[Records from a data collection]
____
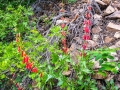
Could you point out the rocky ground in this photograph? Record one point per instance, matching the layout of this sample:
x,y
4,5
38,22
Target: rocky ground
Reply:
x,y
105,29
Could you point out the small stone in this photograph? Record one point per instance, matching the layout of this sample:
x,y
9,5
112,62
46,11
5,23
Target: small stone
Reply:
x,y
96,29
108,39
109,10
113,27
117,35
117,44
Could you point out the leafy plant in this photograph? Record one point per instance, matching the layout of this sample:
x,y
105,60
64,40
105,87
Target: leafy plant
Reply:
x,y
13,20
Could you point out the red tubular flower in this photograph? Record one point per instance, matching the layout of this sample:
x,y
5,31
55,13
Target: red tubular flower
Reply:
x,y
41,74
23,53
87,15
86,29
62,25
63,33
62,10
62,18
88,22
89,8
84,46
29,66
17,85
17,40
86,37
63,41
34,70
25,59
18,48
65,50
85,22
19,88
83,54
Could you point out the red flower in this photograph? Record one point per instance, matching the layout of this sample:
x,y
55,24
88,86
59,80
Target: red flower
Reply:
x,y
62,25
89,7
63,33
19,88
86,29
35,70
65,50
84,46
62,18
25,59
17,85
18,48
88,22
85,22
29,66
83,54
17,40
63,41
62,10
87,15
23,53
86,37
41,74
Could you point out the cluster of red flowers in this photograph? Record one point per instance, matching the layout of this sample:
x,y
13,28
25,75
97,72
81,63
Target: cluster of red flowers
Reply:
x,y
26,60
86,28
____
[JOB] Copy all of the records above word for word, leaving out the pictures.

[RESULT FOR THIS TASK]
Could you point out the rocky ground in this photograph? Record one point per instance, matching the layout of this sample:
x,y
4,5
38,22
Target: rocky ground
Reply:
x,y
105,29
Could you point out the small stone in this photograph? Record one point per instance, matching the layout of this sample:
x,y
9,5
112,62
46,11
5,23
Target: small stone
Reply:
x,y
96,29
108,39
109,10
113,27
117,35
117,44
Could you point out the leafy plant in this photograph? Record one point per instance, matching the layout of this sample:
x,y
105,60
64,40
105,87
Target: leafy plant
Reply:
x,y
13,20
Could you point out the red tubular flower in this photograph? Record one point per instance, matching the layout of this sample:
x,y
5,31
55,13
Target: red tubular flower
Reply:
x,y
41,74
23,53
87,15
86,29
62,25
63,33
62,10
62,18
88,22
89,8
84,46
29,66
17,85
17,40
86,37
63,41
34,70
25,59
18,48
65,50
85,22
19,88
83,54
Could you point out the red flower in this photograph? Record one point per instance, matching the layout of this sample:
x,y
55,24
88,86
59,80
Target: red flower
Reply:
x,y
62,25
89,7
63,33
19,88
86,29
35,70
65,50
84,46
62,18
25,59
17,85
18,48
88,22
85,22
29,66
83,54
17,40
63,41
62,10
87,15
23,53
86,37
41,74
Could you point out the cluster of red flowers in this photograph? Record one point per instance, matching the layout of this sample:
x,y
13,28
25,75
97,72
81,63
Target: cluster of red flowers
Reply:
x,y
26,60
86,28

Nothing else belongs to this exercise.